Given request 1:
Answer these questions using the farm succession article.
(a) How many children did the family who contacted the writer have, and what were they?
(b) What did the husband's sisters ask him for so that they would call the succession fair?
(c) Which concern in the list is followed by the question "Who is making the decisions?"
Given request 2: Reproduce word for word everything in the farm succession article from "How a family" down to "we are discussing?".
Given request 3: Write the next part of the farm succession article, starting right after its final line.

Text block:
Things to Consider Before Picking Heirs to the Family Farm

There are many concerns that farm families worry about, and it’s usually the same ones that pop up over and over, from family to family. If you’re worried about these obstacles, you are not alone. Which one of these sounds familiar?

  • Fair and equal treatment to heirs — How can we make our legacy positive and fair to all of our kids rather than a burden? For example, let’s say one child farms and three do not. How do we make sure that child can be successful while still being fair to our other children?

  • Senior Care and other financial burdens — How do we balance the farm with the expenses we know are coming and possibly some we may not anticipate?

  • Deciding who should take the lead in succession planning — Who is making the decisions?

  • Logistics — Now that we know what we want, how do we make it happen?

Several years ago I had a family contact me and they told me they wanted to work on a plan to pass the farm to the next generation. They had a son and a daughter. The son helps with the farm, and the daughter does not — she’s single without kids. My first question to the family is always how did they get the farm?

How a family inherits the farm is the most important starting point when you begin thinking about and discussing farm succession planning. It sets the conversation up in the right framework. When we understand where the farm came from, we can understand what’s important to us. Is it a farm that has been passed down for generations? Are we the first-generation owners or the 5th? What generational ties are knotted into the decision we are discussing?

This family continued to tell me about the farm, and explain how they came into running the farm themselves. The husband told me there were four siblings — three sisters and himself. He had always worked the farm with his dad, and it was a part of his upbringing and much of his young adulthood as well. The farm was ingrained in him. But, when Mom and Dad passed away, they had done zero planning for passing the farm down to him and his siblings. After they passed, he sat down with his sisters and asked them what they needed from him in order to feel like the succession was fair. They gave him an answer that not many people are as lucky to get.

“Give us each a dollar and we’ll call it fair,” his sisters told him.

“Is this how it is going to happen for you and your children?” I asked.

“Absolutely not,” the husband.

Information provided:

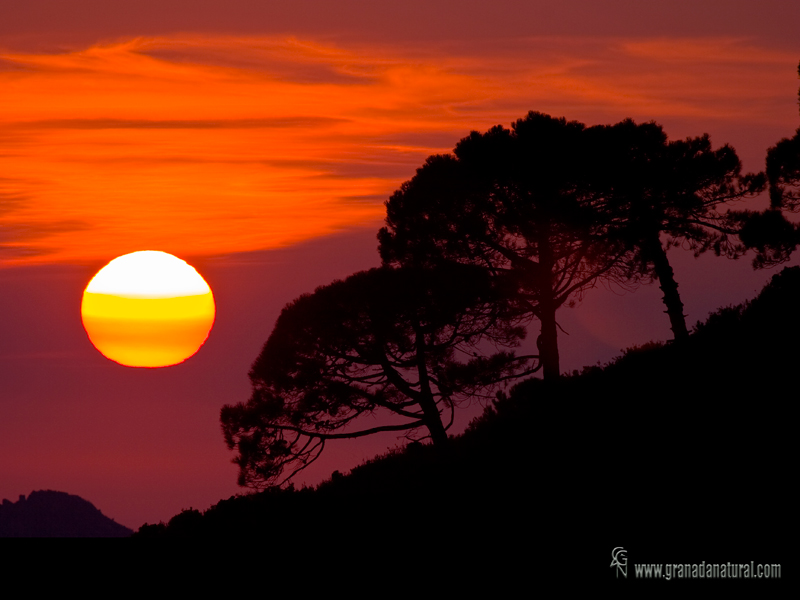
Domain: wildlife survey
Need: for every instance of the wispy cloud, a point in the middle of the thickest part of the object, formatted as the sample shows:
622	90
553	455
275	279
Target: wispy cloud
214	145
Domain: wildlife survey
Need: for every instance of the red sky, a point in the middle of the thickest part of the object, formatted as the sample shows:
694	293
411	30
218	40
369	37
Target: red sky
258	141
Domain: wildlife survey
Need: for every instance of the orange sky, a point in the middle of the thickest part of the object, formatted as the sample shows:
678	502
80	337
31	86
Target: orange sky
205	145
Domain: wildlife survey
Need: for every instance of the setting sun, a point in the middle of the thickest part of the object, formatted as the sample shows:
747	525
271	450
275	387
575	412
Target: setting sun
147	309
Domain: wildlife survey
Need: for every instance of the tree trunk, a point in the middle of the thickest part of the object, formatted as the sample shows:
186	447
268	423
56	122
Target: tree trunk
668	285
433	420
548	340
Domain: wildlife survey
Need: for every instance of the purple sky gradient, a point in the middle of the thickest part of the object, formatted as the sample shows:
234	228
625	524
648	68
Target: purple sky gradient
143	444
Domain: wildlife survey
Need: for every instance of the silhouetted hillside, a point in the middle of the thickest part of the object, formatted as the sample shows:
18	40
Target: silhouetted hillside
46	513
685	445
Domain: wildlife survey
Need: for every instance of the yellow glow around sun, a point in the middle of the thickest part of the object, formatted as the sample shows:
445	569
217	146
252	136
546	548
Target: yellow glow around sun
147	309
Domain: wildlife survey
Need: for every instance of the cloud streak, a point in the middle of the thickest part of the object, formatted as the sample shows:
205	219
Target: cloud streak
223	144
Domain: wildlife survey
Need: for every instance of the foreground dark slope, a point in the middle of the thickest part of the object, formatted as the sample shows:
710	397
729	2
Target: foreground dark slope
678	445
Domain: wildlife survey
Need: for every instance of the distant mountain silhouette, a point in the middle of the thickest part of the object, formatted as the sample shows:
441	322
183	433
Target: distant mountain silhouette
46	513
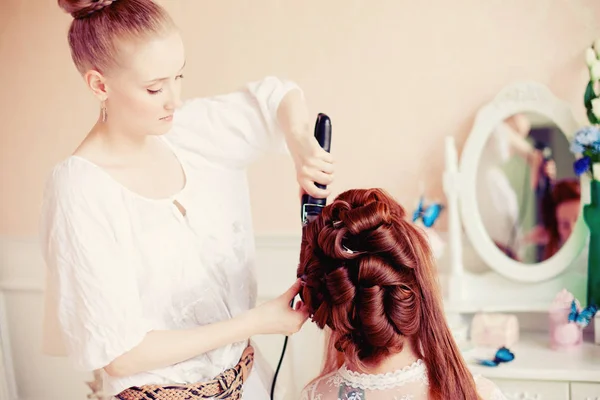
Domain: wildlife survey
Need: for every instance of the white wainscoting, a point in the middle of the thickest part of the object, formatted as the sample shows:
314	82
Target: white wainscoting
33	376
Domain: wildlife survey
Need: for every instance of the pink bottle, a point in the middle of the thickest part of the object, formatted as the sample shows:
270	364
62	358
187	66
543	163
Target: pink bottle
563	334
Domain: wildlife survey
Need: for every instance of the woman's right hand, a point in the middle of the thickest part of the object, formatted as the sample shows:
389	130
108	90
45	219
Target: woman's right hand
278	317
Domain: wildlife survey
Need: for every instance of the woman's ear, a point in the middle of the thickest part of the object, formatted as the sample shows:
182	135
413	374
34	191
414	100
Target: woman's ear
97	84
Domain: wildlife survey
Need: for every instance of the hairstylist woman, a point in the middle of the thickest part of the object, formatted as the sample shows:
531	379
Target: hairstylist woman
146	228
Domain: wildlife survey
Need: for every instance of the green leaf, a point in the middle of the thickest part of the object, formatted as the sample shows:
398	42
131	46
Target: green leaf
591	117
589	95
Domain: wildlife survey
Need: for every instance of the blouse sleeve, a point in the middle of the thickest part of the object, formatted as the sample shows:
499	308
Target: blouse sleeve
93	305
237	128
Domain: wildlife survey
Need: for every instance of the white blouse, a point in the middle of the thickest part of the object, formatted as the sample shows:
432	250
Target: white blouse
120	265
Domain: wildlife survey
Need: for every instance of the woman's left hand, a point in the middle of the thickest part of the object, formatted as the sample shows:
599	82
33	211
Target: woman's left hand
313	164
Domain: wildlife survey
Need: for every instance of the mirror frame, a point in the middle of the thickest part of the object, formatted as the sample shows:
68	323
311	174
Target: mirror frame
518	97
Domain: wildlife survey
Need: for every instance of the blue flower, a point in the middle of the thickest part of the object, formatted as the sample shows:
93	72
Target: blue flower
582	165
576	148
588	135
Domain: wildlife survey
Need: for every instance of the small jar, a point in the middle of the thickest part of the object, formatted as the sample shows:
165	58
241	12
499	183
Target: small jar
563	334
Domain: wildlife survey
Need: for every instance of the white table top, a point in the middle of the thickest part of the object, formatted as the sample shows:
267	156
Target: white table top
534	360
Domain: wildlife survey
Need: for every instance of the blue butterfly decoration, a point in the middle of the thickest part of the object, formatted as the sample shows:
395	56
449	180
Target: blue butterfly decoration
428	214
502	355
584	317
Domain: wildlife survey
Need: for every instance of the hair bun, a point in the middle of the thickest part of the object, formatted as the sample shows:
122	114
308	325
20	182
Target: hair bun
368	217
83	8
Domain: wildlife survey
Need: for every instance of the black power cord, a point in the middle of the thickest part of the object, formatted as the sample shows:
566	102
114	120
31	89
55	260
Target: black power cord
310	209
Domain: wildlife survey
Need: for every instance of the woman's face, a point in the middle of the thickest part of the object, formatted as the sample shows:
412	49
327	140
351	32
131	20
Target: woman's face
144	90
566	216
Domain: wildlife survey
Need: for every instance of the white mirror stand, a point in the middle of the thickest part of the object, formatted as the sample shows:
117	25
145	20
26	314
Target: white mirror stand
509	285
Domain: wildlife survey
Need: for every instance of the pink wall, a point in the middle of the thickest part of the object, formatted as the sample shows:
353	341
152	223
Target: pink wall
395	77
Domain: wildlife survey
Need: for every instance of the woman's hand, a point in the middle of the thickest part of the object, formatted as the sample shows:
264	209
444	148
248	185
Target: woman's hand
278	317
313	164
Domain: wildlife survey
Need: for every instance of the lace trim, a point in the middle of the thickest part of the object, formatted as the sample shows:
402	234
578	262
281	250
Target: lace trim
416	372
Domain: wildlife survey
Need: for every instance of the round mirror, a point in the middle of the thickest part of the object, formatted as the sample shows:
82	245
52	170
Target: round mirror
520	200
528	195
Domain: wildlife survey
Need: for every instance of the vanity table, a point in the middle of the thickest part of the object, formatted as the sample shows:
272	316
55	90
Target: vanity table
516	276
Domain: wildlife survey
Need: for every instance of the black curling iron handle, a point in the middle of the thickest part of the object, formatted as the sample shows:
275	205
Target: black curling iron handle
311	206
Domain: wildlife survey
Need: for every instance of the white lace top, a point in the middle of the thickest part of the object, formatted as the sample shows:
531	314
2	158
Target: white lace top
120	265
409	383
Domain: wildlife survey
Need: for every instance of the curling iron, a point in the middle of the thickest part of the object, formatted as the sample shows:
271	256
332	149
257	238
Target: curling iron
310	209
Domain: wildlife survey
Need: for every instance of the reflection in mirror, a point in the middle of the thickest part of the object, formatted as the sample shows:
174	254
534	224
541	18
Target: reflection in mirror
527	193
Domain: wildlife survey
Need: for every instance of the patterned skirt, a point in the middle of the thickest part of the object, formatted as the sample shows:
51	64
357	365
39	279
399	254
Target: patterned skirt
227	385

Final result 1:
(a) Two: a son and a daughter.
(b) A dollar each.
(c) Deciding who should take the lead in succession planning.

Final result 2:
How a family inherits the farm is the most important starting point when you begin thinking about and discussing farm succession planning. It sets the conversation up in the right framework. When we understand where the farm came from, we can understand what’s important to us. Is it a farm that has been passed down for generations? Are we the first-generation owners or the 5th? What generational ties are knotted into the decision we are discussing?

Final result 3:
He’s right. There is no way that will happen nowadays. Farming has become a big business, the land is worth a ton of money, and everyone has Google to look it up. In other words, the details behind how you inherited your farm aren’t likely to be the way you pass it on to your heirs. It simply helps you paint a picture of what once was, and weigh the options through a more cohesive lens that distinguishes what’s important to you.

Alternatively, what do you do if none of your kids want the farm? —

Do you sell it?

Do you rent it?

How about charitable giving?

Do you have someone else that can step up and run the farm?

With the understanding that it isn’t as simple as it may have been for previous generations, how can we make all of this fair to our heirs?

Next, we must consider retirement and senior care along with other financial challenges. This is overlooked far too often. I once had a couple come to me where the man’s mother and stepfather had sold the farm to pay for their care. Mom was in memory care, Step Dad was in a seniors’ home. They were blowing through their assets because of how expensive these senior homes were. By this point, there unfortunately was little I could do to help.

I’m telling you this to emphasize the importance of planning early. When you plan early, you don’t have to lose the farm to creditors, nor do you have to sell the farm to pay for elder care. Beyond succession planning, you also have to consider estate taxes and the amount of planning that goes into that in addition to succession planning. These things are a big deal. They could turn everything you’ve worked so hard for all these years upside down, leaving your heirs to pick up the pieces.

So, how can we avoid losing the farm to creditors? How can we avoid selling the farm to pay for a nursing home? What happens if there is a divorce? Here are a couple of examples of situations I’ve seen where there was not a plan in place, nor a clear-cut decision maker leading the pack in these estate planning conversations.

There once was a grandmother who lived in a senior home. She had grown up on the farm, ran the farm, and now, watched the farm from afar while the next generation took over. Although she wasn’t actually there, she ran the finances while her son and grandson ran the farm. Imagine the lack of clarity in decision-making. Imagine the potential conflicts that could arise out of that dynamic if the person in charge of finances doesn’t know what is going on with the everyday operation of the farm. There is a big disconnect there, and disconnects leave ambiguity. Ambiguity leads to friction, and friction leads to conflict.

Then I had another situation where I was talking with a couple and the husband passed away before they had a set plan in place. The children did not have the skill set to run the farm, so the mother was not only dealing with losing the love of her life, she now had to figure out what to do with the farm. What if she and her husband are the generation that ends this farm? Is that what her husband would have wanted? Again, that ambiguity of options without specific, set plans in place led to friction. The decision of succession sat heavily on top of her grief. These are examples of what can happen if you don’t have clear decision-makers, if you wait too long, and if keep putting it off thinking you’ll figure it out eventually.

Now, let’s talk about logistics. The first thing to figure out is to clearly define your goals. Let’s not think about what the neighbor did or what you read on the internet. Throw that in the garbage. What do you want? This is the true starting point. Once you have a goal set in place of what the best-case scenario would entail, we can work backward to get there.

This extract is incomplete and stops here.